**Instructions for the task**: Send back the line that contains "point: tractor cab window, one" and all lines following it through the end of the data below, exactly, omitting pictures.

**Dataset excerpts**:
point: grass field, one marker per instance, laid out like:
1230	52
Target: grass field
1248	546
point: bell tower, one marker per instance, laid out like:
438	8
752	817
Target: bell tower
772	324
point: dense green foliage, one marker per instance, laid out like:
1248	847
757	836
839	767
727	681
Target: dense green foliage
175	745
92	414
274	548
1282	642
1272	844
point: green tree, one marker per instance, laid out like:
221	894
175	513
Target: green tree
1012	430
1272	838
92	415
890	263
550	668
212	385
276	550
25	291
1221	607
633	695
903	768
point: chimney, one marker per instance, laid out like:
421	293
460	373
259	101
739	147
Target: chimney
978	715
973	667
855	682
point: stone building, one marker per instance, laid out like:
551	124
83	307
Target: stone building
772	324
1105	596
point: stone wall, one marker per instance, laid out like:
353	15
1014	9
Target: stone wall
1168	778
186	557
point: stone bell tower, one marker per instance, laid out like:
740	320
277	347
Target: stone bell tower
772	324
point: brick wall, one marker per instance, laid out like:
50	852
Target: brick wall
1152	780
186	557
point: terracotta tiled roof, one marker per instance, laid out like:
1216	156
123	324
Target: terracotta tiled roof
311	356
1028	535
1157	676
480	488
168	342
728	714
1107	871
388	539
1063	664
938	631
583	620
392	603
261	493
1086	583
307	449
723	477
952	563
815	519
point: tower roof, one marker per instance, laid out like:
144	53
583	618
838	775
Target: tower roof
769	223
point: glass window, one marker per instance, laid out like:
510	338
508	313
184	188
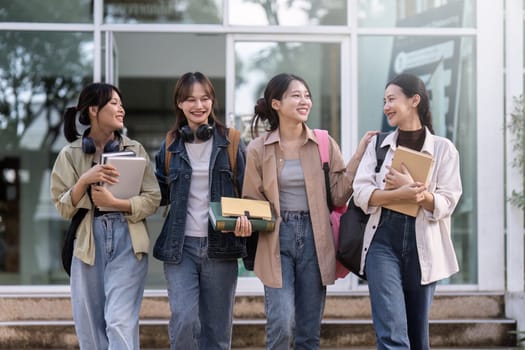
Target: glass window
288	12
447	66
417	13
58	11
40	74
257	62
162	11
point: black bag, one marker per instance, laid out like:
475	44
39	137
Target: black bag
353	223
69	239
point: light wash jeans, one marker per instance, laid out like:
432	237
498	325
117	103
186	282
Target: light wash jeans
400	304
201	294
294	312
106	297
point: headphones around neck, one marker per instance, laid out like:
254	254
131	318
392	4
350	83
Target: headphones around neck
204	132
89	147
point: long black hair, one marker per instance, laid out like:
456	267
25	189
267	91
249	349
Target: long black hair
411	85
274	90
95	94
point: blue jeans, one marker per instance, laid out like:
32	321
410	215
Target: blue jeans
400	304
107	296
294	312
201	294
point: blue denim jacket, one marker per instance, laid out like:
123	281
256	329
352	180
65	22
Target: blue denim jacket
175	190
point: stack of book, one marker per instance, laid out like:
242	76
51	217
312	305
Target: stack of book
223	215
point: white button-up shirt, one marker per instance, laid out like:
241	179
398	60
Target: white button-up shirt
437	258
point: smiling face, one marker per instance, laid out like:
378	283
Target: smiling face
197	106
110	117
295	103
401	110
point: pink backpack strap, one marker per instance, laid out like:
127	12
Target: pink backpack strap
322	138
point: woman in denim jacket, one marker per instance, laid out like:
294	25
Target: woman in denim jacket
405	256
200	264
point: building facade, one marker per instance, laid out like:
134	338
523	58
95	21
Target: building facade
468	52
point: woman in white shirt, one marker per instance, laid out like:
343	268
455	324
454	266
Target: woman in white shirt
404	256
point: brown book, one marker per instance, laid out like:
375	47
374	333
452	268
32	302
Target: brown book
249	207
419	165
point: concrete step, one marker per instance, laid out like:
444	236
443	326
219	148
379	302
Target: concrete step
457	320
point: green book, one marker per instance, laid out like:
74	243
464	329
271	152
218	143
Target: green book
227	223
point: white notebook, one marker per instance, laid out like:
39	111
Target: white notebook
131	171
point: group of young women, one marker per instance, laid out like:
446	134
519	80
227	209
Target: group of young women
404	256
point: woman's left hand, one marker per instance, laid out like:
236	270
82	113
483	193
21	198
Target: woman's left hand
243	227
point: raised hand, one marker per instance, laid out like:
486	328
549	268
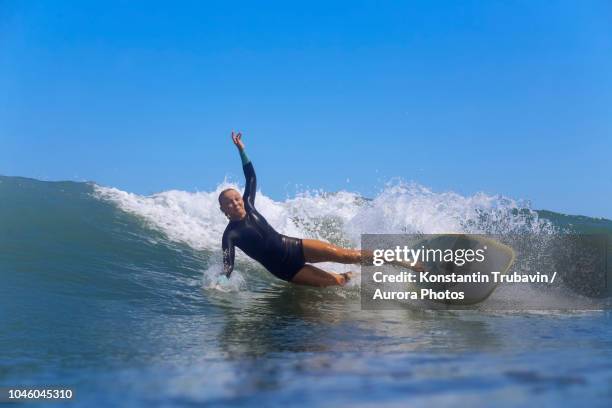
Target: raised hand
237	139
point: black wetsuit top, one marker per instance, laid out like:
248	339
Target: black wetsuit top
281	255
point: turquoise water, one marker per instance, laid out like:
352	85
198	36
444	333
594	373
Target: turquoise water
108	293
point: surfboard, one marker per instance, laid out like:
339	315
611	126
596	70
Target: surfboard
498	258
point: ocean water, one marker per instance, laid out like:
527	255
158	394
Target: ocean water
111	294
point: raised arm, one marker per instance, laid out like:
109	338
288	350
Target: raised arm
249	172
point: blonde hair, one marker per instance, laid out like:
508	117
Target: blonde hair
225	191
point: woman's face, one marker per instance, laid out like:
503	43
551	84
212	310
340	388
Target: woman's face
233	205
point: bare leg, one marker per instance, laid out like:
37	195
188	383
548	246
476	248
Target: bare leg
319	251
312	276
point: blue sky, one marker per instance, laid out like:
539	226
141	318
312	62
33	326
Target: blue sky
505	97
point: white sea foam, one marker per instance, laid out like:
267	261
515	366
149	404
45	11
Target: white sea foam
195	218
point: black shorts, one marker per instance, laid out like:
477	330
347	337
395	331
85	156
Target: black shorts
291	260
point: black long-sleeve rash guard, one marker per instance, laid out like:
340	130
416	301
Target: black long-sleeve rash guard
252	234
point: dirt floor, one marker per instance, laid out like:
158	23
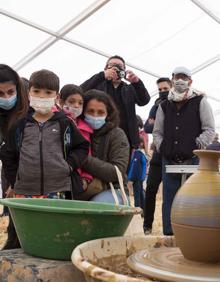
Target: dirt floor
135	228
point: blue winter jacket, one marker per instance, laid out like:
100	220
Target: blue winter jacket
138	166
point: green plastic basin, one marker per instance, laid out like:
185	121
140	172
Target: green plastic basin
51	228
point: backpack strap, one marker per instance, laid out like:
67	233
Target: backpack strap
19	133
66	135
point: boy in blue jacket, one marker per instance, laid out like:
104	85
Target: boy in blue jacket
137	174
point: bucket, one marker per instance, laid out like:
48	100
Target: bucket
52	228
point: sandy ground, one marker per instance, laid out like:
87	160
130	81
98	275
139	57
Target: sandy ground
135	228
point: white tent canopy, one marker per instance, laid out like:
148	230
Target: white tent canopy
74	38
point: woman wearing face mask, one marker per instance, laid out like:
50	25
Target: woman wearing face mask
13	105
71	101
109	143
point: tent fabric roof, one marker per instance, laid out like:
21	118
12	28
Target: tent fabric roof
73	39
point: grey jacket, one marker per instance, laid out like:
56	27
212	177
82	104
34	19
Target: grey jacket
207	126
37	159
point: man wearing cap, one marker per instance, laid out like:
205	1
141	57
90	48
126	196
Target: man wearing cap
184	122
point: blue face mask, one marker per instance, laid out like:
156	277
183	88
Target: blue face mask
95	122
9	103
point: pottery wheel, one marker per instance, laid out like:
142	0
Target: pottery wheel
168	264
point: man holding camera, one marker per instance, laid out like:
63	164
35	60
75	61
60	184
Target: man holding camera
124	95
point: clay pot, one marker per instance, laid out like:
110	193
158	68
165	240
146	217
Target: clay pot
195	213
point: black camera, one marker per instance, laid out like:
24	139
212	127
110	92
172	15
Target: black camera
121	73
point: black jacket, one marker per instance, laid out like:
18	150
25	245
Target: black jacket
181	127
131	94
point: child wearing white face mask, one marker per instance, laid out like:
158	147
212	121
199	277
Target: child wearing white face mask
45	149
71	101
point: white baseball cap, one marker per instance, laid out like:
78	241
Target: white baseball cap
182	70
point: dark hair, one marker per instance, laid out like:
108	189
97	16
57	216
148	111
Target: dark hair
101	96
139	121
115	57
25	81
70	89
164	79
45	79
21	108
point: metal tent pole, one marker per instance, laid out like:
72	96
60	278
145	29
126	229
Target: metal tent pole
206	10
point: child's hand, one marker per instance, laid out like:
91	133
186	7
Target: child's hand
9	193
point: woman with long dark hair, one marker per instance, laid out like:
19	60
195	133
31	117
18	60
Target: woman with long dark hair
13	105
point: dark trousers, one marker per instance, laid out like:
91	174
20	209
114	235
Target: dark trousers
153	182
171	184
138	193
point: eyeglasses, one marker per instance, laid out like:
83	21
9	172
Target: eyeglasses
121	66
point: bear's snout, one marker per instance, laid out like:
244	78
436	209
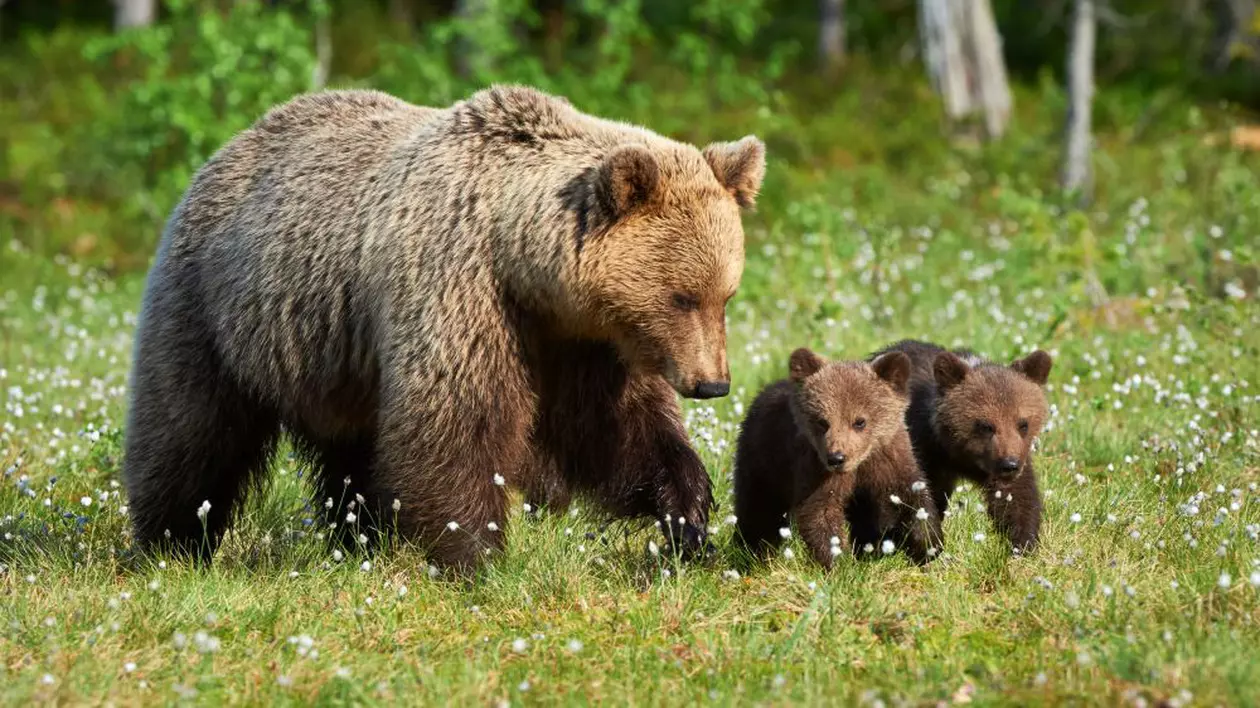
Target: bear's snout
711	389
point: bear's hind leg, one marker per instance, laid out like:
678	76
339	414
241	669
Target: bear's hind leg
192	437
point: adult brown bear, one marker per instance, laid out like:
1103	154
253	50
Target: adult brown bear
431	301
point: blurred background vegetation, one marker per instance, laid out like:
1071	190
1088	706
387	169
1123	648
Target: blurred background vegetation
110	106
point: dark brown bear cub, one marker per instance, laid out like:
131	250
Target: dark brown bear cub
975	420
813	440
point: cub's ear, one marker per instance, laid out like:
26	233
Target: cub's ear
949	371
628	178
893	368
804	364
1035	367
738	166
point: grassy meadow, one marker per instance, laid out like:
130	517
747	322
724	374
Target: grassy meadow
872	227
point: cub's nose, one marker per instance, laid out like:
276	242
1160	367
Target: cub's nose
712	389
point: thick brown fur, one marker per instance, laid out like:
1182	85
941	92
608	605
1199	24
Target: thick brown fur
977	420
812	441
434	302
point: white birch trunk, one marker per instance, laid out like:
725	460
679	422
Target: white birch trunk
1077	169
963	52
134	13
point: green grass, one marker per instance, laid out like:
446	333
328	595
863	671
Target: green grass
1149	470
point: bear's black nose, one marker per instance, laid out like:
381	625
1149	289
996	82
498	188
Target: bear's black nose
712	389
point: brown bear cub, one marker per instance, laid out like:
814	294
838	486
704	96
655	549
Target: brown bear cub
829	435
977	420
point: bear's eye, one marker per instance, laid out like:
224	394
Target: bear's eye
686	302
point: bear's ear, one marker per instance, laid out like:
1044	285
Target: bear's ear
1035	367
740	166
804	364
893	368
949	371
626	179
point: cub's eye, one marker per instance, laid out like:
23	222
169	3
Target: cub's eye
686	302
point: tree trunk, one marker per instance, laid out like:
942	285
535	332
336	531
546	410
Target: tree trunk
1231	20
469	57
555	27
963	52
1077	169
134	13
323	47
402	17
830	35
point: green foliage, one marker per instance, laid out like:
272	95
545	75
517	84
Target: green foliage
198	78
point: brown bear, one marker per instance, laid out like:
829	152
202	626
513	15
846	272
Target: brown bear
828	445
429	300
975	420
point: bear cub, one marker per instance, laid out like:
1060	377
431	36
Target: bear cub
829	435
977	420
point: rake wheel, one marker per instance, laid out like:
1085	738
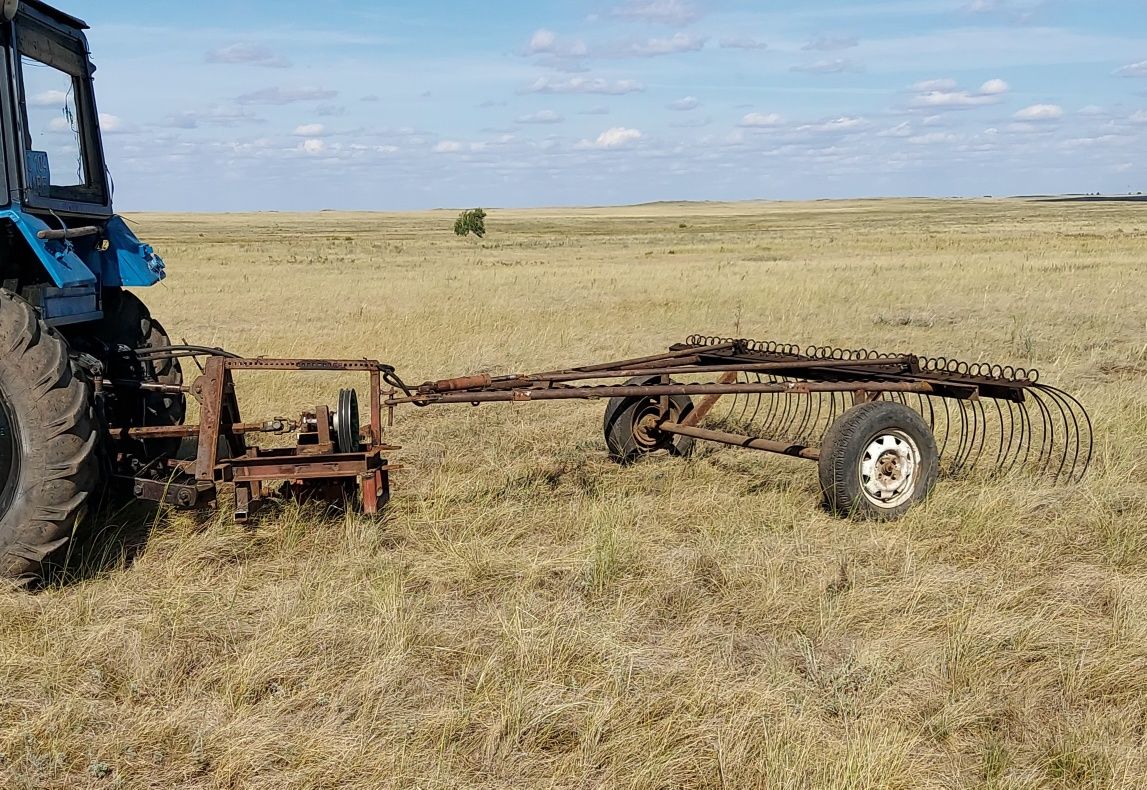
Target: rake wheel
878	461
631	425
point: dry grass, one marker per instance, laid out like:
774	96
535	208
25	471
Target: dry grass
528	615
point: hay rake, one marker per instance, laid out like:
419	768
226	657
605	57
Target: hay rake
882	427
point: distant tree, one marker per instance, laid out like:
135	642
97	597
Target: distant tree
471	221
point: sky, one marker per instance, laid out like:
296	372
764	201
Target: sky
287	104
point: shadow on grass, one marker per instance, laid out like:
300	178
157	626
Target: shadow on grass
115	536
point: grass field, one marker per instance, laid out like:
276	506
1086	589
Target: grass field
529	615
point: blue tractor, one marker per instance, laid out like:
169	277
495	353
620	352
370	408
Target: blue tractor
68	327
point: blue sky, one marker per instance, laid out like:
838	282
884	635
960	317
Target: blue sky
351	104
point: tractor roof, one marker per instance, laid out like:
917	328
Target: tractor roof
56	14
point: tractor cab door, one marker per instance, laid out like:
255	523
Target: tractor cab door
54	126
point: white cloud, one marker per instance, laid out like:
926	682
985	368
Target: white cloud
111	124
944	94
902	130
540	117
584	85
742	42
673	13
844	124
49	99
613	138
543	41
1040	112
930	85
248	54
933	139
762	120
1132	70
217	116
835	65
278	95
832	44
676	44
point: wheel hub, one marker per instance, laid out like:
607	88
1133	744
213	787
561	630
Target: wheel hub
888	469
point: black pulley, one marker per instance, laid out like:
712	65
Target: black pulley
346	422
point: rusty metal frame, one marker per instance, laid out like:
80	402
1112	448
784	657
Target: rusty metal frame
787	369
224	454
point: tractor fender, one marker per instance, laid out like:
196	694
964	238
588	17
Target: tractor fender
123	260
127	261
59	258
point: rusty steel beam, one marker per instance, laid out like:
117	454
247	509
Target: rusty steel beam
739	440
708	403
483	383
661	390
188	431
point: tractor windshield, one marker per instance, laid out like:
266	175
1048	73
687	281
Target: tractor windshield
54	123
62	154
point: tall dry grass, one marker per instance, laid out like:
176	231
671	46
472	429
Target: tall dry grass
529	615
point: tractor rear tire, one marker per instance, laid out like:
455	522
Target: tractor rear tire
48	440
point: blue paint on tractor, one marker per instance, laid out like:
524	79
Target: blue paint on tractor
126	261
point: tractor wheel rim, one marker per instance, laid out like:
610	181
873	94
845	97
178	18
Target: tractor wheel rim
9	455
888	469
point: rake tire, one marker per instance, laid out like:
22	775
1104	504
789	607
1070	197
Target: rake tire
878	461
47	430
624	415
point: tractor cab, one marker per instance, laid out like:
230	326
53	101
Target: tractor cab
61	243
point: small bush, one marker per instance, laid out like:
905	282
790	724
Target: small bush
471	221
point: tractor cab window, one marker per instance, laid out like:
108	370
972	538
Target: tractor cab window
55	140
62	155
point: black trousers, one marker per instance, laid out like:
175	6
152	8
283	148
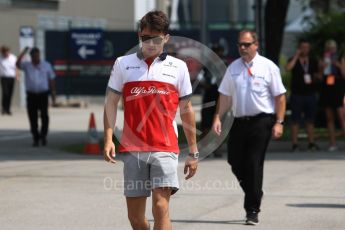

**Output for this task**:
point: tractor cab window, one marker per instance, laid out like:
108	370
972	538
Target: tractor cab window
55	140
62	155
point: black trousers, one marker per instance, laid out like:
175	6
152	8
283	148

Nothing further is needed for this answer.